- _WHAT IS NEEDED_
The line containing "of the brick" marks where to begin; quote it and every line after it through the end of the data, exactly as written.

[Point annotation dataset records]
= = =
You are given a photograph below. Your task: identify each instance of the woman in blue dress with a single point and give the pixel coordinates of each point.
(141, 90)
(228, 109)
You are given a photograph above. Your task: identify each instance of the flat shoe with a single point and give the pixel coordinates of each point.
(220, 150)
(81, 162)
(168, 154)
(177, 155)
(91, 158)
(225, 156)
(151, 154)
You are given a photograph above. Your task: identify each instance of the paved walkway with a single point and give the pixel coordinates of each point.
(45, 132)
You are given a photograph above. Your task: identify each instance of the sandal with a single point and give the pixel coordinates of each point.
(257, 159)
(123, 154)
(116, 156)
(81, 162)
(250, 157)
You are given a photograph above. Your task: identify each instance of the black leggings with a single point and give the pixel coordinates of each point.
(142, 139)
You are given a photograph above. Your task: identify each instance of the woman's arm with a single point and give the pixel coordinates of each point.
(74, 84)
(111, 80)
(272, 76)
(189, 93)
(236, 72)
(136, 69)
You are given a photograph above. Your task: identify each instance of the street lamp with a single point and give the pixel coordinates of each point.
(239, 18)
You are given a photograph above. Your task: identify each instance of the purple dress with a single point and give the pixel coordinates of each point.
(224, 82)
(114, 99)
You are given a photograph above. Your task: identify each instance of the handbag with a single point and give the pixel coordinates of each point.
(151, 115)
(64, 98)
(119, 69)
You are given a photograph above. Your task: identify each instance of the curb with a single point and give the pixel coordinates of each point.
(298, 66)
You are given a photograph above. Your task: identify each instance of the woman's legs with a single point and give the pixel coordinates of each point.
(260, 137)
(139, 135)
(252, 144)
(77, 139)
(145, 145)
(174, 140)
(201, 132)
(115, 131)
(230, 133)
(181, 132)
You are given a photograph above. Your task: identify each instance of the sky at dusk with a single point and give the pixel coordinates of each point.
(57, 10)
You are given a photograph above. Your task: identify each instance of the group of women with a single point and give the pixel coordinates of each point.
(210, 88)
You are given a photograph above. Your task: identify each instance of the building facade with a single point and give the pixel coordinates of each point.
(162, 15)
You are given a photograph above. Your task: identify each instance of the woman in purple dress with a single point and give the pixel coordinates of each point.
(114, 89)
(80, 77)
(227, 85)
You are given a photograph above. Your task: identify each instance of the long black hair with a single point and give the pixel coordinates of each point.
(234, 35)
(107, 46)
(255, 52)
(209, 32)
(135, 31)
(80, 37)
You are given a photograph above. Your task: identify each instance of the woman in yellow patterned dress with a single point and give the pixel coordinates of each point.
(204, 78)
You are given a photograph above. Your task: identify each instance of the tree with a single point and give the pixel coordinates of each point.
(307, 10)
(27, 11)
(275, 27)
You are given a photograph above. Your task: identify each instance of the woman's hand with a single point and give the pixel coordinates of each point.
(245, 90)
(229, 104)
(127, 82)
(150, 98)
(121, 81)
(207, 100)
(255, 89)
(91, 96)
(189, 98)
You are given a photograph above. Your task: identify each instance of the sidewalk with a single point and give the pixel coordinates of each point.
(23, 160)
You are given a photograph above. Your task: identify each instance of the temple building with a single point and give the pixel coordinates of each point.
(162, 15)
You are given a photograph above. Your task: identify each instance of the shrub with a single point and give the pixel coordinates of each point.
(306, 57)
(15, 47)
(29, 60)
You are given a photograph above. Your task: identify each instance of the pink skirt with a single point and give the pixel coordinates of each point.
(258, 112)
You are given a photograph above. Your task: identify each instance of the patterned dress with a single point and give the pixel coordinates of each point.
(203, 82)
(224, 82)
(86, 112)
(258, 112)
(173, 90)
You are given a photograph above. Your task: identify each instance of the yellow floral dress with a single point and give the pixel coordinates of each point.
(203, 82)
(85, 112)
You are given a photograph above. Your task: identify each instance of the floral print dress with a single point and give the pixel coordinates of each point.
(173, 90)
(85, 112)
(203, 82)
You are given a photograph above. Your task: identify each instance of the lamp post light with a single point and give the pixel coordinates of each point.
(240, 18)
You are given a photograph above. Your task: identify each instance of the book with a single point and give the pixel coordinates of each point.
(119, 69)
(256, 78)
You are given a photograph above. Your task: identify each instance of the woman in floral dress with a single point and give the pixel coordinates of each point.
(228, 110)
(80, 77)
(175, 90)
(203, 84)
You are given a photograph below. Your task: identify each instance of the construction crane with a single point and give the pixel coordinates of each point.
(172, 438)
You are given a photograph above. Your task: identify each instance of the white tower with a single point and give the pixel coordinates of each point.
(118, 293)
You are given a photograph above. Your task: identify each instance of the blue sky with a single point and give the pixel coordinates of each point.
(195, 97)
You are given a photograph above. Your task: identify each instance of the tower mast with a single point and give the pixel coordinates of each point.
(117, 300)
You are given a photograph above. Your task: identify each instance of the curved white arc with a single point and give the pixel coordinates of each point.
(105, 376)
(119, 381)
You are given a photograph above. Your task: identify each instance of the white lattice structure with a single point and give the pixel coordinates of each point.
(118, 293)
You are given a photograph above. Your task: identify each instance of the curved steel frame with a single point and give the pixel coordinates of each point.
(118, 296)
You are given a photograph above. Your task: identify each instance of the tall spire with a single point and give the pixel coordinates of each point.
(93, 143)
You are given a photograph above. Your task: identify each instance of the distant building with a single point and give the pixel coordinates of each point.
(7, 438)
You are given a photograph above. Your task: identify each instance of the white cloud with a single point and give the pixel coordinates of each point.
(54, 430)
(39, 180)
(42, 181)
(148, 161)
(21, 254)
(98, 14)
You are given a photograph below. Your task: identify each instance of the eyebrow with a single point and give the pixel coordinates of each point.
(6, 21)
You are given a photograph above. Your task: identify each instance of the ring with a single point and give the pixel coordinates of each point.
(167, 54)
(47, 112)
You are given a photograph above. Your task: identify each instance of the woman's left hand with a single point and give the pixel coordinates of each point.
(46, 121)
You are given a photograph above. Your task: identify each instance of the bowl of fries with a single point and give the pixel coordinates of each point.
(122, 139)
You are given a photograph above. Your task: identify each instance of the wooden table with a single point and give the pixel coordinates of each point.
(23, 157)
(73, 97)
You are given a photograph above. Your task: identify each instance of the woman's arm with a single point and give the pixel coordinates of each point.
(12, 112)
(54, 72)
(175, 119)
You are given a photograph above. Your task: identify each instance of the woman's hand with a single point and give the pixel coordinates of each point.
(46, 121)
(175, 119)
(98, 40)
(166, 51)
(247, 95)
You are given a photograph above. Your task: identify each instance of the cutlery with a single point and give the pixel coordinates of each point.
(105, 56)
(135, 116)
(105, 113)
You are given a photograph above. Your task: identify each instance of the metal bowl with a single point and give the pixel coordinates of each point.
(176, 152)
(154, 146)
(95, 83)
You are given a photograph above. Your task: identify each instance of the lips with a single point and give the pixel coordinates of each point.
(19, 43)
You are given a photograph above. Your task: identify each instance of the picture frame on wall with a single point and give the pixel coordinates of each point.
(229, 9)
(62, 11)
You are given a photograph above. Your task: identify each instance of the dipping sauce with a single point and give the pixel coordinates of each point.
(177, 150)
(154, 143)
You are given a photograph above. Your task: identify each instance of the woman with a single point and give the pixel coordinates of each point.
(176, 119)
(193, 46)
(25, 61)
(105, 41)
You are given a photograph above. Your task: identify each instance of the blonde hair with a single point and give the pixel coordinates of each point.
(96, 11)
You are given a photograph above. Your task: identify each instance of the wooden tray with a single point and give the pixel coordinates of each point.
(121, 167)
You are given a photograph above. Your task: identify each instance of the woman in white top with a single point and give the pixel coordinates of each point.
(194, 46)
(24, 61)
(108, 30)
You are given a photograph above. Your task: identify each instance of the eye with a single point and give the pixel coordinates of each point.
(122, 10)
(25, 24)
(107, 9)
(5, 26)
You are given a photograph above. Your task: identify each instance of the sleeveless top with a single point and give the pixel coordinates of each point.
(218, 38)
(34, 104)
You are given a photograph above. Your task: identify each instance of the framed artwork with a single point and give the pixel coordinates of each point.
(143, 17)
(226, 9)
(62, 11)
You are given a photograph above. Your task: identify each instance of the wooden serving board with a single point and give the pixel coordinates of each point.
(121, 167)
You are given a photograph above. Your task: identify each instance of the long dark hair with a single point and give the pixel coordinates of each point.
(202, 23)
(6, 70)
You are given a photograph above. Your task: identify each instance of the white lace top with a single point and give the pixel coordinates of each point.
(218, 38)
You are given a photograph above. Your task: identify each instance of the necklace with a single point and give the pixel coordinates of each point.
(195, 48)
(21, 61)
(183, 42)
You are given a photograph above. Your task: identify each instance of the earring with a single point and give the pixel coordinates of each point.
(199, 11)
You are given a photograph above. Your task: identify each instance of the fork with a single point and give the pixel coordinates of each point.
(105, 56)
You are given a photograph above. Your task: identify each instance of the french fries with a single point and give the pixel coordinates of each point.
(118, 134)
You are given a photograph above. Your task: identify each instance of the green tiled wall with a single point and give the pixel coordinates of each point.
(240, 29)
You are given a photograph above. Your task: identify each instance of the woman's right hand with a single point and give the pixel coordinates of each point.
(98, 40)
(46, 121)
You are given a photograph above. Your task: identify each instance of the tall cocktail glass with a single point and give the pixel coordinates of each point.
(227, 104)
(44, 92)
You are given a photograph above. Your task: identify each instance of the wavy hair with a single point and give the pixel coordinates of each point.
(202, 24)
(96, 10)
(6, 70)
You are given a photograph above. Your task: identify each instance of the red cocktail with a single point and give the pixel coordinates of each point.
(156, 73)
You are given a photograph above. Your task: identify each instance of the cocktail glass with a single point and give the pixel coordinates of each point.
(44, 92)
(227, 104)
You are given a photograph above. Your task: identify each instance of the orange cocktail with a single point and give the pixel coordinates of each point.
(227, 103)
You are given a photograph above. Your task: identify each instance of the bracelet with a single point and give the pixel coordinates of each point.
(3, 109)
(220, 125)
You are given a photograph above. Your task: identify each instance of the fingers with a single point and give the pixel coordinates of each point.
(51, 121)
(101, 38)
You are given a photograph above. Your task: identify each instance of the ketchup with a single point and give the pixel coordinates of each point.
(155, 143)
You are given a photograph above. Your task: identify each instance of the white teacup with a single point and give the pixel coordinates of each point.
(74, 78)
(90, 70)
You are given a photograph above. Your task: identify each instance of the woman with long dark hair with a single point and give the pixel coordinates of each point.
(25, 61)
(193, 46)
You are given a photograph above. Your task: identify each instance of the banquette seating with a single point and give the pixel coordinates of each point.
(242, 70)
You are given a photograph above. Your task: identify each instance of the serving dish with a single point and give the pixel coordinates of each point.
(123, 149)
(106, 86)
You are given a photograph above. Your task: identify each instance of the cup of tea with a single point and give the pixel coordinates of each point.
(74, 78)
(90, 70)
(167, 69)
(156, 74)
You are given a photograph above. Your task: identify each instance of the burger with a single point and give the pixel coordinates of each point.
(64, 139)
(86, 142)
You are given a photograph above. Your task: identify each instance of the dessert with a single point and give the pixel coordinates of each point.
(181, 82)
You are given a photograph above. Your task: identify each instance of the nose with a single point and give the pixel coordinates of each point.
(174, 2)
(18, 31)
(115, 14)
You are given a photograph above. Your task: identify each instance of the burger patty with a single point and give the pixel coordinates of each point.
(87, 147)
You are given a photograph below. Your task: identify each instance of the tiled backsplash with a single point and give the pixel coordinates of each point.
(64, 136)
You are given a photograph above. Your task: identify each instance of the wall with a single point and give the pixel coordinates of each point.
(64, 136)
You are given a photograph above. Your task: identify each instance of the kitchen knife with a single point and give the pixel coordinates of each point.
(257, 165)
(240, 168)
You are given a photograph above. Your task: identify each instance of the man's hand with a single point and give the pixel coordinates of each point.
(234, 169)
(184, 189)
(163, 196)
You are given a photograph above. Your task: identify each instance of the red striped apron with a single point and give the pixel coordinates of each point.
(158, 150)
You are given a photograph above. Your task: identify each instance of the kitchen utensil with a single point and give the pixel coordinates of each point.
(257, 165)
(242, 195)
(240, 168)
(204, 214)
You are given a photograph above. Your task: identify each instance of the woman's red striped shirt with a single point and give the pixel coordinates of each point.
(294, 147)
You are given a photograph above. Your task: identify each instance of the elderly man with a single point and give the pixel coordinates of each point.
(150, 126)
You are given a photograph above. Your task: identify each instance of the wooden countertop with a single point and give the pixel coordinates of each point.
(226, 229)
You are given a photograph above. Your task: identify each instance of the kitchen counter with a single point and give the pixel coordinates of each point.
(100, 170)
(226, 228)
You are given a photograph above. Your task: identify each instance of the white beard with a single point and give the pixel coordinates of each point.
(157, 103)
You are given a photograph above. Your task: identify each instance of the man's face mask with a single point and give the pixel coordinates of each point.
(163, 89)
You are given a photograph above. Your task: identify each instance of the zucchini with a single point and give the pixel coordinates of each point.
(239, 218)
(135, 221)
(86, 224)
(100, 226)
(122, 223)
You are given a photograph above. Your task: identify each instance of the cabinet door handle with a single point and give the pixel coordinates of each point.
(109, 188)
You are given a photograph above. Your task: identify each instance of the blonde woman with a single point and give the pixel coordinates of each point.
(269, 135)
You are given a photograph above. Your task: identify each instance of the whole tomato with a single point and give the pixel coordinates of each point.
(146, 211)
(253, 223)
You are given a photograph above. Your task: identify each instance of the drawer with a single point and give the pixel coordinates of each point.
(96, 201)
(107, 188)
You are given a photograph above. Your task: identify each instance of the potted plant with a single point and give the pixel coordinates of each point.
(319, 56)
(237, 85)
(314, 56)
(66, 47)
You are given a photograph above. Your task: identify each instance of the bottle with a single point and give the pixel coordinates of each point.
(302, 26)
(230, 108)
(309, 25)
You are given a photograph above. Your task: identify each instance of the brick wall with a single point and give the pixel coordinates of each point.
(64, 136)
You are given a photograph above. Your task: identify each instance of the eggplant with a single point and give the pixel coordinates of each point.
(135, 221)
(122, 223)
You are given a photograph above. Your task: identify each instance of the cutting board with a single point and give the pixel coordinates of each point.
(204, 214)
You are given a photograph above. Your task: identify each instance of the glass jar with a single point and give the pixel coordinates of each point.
= = =
- _IN RESPONSE_
You are given a photograph above. Your task: identify each instance of the brick wall with a single point and give the pixel coordinates of each point.
(64, 136)
You are given a photograph above. Your task: identify each instance of the eggplant with a single point and give the pixel coordinates of each point.
(135, 221)
(122, 223)
You are given a photograph above. Your task: identify each instance of the cutting board with a single point and give the pixel coordinates of each point.
(204, 214)
You are given a photograph above. Your task: identify each instance of the glass jar with a single point and give the pixel coordinates of each point.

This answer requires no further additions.